Rows:
------------------------------------------------------------------------
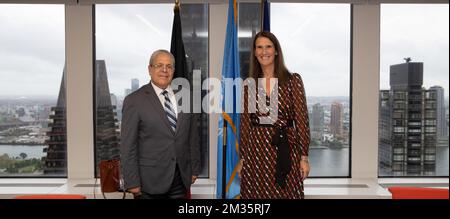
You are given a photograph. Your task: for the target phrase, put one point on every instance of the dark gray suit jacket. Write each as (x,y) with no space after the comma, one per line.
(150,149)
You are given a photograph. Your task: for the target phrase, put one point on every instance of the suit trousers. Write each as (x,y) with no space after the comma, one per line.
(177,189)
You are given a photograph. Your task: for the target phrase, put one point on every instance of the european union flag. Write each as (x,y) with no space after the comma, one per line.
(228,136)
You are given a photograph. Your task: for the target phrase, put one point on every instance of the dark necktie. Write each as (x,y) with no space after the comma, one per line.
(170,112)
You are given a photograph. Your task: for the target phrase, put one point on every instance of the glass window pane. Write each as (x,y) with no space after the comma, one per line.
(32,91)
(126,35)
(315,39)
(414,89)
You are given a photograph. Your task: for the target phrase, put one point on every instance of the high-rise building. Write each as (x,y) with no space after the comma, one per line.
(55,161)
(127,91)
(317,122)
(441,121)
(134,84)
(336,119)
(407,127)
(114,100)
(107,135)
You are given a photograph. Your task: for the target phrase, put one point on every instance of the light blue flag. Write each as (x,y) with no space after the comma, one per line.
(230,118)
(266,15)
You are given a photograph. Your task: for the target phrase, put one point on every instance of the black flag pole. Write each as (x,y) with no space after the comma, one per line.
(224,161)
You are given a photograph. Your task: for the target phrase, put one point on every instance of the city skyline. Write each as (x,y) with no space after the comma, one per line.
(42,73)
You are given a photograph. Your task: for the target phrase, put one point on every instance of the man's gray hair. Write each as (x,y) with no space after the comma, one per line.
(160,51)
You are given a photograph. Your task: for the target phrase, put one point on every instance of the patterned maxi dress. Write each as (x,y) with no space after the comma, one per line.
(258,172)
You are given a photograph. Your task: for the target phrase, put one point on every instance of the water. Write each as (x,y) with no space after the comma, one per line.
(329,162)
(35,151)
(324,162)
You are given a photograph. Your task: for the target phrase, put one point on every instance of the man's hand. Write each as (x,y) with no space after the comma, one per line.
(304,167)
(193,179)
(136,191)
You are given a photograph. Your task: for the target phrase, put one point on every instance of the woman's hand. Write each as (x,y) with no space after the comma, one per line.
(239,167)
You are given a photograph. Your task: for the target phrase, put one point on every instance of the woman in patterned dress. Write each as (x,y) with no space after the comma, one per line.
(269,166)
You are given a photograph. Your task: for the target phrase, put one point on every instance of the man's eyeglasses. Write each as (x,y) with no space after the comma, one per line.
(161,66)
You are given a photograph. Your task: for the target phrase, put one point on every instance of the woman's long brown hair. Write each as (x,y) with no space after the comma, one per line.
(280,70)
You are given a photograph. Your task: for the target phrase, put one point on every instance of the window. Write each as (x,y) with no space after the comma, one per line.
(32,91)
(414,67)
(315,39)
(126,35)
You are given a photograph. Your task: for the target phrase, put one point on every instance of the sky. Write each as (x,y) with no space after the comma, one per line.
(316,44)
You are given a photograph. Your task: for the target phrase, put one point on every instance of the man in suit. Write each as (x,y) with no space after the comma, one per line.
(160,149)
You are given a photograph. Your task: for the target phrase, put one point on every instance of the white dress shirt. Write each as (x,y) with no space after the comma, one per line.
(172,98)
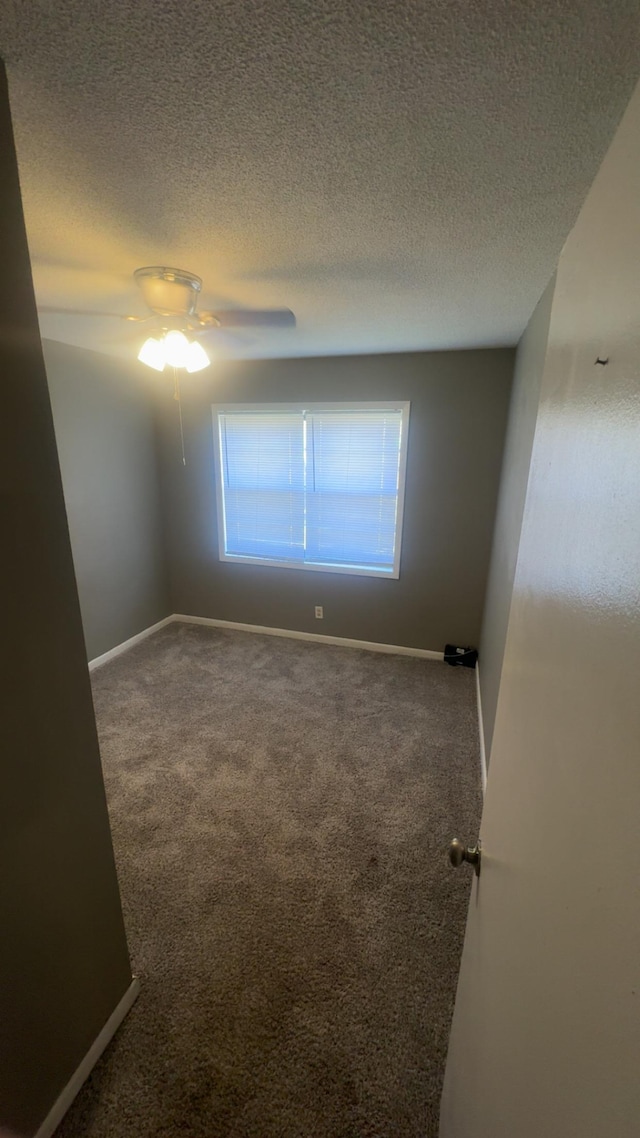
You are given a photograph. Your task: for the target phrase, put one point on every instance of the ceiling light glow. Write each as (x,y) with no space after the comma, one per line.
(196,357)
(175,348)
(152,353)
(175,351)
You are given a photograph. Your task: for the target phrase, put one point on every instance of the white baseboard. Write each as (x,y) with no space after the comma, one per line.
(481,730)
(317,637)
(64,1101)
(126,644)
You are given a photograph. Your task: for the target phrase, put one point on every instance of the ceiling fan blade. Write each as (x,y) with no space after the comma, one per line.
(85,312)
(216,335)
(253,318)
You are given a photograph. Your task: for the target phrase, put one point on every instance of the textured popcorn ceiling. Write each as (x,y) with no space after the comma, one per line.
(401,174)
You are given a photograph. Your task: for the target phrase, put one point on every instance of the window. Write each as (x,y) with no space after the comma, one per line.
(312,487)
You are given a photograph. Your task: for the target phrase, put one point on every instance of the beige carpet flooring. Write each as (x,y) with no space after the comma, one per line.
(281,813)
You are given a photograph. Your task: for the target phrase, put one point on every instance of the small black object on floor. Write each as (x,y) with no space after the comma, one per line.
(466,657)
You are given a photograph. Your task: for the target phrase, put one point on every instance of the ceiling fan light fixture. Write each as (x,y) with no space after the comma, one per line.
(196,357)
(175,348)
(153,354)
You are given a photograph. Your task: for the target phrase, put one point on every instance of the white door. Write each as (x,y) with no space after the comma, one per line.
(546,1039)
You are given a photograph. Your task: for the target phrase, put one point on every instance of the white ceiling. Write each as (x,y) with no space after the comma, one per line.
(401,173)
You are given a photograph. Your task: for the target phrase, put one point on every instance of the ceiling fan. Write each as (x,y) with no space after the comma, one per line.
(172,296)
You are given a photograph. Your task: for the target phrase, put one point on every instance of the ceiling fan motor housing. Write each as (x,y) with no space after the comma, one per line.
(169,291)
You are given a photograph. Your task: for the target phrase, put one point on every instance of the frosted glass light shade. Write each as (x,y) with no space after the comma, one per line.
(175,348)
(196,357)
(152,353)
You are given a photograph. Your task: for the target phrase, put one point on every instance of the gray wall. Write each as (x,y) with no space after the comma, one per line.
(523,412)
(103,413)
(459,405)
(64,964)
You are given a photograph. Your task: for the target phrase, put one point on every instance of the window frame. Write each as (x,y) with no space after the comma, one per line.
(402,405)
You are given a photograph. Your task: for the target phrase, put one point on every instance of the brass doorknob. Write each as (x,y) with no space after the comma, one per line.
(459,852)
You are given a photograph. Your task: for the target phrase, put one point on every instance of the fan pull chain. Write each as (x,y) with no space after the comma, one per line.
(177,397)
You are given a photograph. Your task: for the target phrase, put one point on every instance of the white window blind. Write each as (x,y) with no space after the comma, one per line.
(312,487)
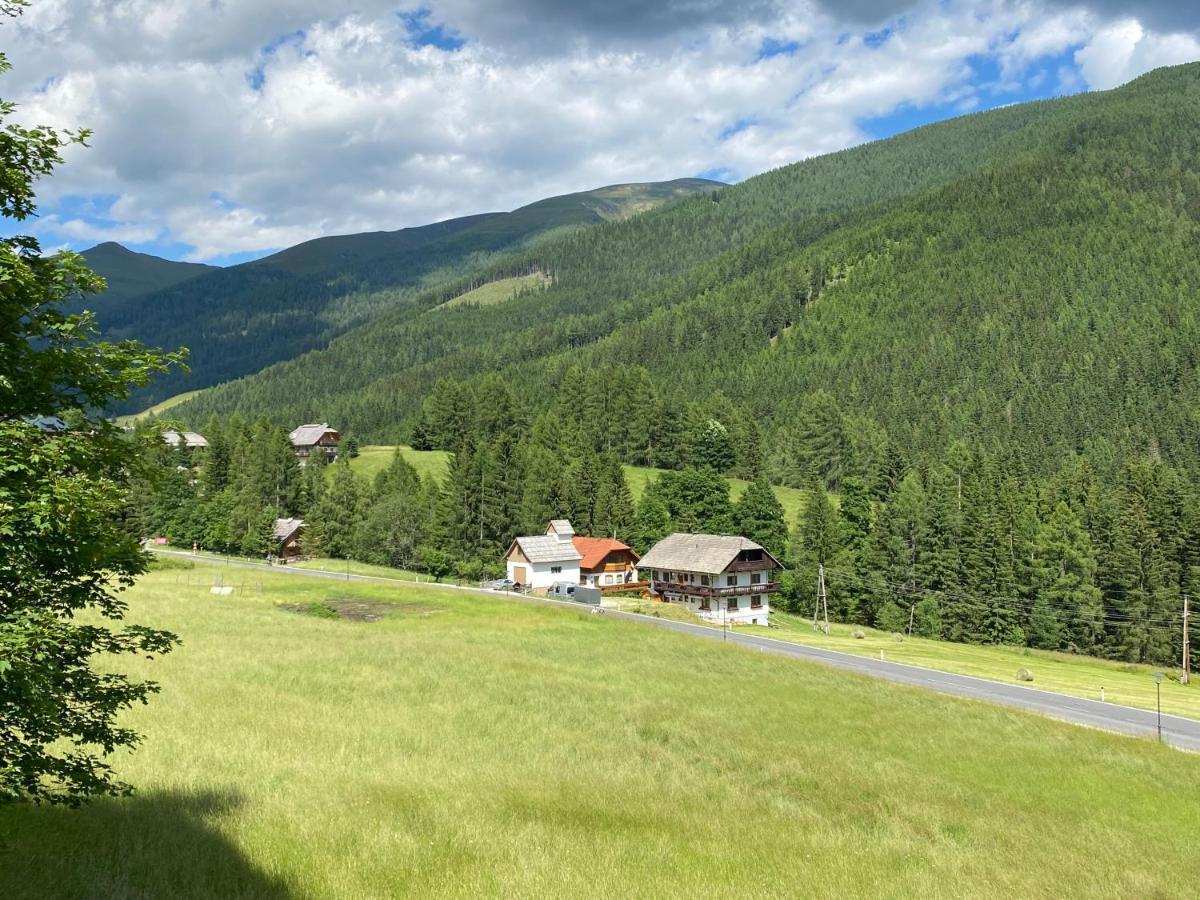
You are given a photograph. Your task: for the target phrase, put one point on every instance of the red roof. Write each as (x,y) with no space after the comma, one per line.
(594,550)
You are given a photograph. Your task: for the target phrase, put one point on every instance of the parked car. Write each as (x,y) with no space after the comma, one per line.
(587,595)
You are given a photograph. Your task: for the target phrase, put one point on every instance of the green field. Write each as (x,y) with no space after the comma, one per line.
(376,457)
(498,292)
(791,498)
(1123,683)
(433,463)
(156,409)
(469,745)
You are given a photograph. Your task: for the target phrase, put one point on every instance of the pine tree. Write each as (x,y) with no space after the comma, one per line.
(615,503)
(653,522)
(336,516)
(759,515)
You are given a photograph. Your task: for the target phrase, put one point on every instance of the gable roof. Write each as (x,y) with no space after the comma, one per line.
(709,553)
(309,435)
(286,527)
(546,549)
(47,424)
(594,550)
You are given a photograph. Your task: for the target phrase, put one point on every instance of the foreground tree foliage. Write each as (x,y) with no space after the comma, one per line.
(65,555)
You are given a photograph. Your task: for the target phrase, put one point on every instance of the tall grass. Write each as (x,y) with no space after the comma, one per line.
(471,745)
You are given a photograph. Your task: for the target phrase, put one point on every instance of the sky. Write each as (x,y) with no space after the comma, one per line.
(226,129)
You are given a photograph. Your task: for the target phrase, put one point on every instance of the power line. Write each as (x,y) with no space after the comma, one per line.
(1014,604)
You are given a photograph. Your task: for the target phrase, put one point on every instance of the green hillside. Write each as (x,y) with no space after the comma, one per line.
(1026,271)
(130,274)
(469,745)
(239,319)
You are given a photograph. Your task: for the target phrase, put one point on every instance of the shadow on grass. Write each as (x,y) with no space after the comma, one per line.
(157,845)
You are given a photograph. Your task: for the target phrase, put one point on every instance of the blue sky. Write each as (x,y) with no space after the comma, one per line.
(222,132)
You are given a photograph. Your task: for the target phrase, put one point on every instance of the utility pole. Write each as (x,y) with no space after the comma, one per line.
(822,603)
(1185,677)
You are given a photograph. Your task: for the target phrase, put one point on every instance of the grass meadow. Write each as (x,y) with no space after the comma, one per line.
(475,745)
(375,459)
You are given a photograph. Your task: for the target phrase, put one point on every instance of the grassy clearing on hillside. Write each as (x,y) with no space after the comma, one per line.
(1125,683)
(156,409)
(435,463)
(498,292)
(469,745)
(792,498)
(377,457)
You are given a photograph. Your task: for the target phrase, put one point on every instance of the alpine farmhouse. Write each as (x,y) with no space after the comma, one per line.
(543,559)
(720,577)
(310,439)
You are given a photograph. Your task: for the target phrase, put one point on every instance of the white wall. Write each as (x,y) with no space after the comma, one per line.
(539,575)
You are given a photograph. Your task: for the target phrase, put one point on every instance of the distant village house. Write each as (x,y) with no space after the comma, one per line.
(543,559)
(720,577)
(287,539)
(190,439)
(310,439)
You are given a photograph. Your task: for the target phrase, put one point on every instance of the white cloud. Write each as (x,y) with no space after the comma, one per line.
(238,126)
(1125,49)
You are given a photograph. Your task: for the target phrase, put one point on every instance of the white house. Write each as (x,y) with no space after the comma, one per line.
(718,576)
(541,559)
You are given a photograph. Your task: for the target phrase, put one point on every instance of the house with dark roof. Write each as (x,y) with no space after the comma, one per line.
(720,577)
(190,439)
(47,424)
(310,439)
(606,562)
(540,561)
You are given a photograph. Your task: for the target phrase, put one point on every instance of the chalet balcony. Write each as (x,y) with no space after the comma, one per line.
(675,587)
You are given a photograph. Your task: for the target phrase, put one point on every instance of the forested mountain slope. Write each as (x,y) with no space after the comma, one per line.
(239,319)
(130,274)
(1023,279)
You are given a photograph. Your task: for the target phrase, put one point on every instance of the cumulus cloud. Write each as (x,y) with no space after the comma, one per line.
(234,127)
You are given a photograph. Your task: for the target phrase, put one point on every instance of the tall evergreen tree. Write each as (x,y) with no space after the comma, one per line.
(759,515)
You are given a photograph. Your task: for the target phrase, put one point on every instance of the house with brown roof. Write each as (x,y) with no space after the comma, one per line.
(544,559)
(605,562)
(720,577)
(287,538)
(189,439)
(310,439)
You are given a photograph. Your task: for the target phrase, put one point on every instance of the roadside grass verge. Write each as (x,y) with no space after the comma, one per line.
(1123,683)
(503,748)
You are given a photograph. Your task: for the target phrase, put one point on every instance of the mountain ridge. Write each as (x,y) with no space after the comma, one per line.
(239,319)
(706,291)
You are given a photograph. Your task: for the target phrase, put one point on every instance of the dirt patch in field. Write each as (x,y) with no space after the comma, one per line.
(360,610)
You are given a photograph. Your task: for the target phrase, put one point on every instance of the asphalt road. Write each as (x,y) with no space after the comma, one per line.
------------------------------------------------------------------------
Work to complete: Output the line containing "of the mountain" and all lines after it to the end of the records, exactly as given.

Solution to this task:
You are given a photograph. Your task: for the target phrase, put one point on every instance of the mountain ridge. Write each as (x,y) with no space after the comma, one per line.
(239,319)
(706,291)
You are given a photograph. Your task: for the target phrase, put one point on every instance of the dirt patch in field. Write each as (x,y) with no space after the comma, one per line.
(360,610)
You are given a photograph. Your task: for the target phrase, put one point on every instance of the asphalt road. Write each as (x,y) with no space after the comma, one per line.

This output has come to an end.